(INPUT Opens)

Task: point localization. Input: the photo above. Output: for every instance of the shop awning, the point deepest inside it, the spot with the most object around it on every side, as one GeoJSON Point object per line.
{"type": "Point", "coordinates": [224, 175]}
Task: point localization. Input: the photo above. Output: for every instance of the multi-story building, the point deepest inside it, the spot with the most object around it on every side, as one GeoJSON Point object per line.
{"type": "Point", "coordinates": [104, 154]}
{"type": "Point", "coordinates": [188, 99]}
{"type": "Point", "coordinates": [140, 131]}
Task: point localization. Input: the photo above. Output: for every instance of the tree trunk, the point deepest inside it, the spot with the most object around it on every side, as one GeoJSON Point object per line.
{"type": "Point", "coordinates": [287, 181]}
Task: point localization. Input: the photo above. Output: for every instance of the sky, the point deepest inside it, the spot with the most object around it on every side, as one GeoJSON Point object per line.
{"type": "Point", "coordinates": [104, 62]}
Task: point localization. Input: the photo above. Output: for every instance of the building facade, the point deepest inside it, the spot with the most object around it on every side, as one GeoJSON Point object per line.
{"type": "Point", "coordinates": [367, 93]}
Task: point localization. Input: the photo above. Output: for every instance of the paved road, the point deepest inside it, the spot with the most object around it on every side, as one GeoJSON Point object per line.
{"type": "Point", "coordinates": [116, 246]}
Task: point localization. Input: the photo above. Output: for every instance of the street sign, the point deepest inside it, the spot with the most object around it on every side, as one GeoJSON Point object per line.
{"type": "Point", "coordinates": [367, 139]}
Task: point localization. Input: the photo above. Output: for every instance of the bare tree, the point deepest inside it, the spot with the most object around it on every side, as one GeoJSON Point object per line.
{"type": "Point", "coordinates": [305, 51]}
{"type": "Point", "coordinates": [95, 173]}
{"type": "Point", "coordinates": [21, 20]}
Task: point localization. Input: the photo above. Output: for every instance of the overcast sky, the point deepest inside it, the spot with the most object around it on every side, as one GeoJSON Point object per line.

(INPUT Closes)

TASK ITEM: Nothing but the lines from the one with "of the paved" through the end of the data above should be repeated, each exactly as it stands.

OUTPUT OF THE EXERCISE:
Task: point localization. Input: the photo above. Output: for every instance of the paved road, the point deepest inside it, the spot with the most object around it on every side, as one GeoJSON Point object per line.
{"type": "Point", "coordinates": [116, 246]}
Task: point localization. Input: the photo above. Output: for every instance of the street sign, the point deepest inside it, the spot with the most object around it on every side, as one GeoJSON Point object per line.
{"type": "Point", "coordinates": [367, 139]}
Task: point localization. Input: the photo above. Output: for every instance of the bare tree, the point deepest inside it, the spot with the most object around it on every side, as one GeoJSON Point object per line.
{"type": "Point", "coordinates": [305, 51]}
{"type": "Point", "coordinates": [95, 173]}
{"type": "Point", "coordinates": [21, 20]}
Task: point localization. Input: the photo above. Output: for every instance of the overcast sky, the point deepest inside it, the spot with the most object around it on every side, as one GeoJSON Point object per line.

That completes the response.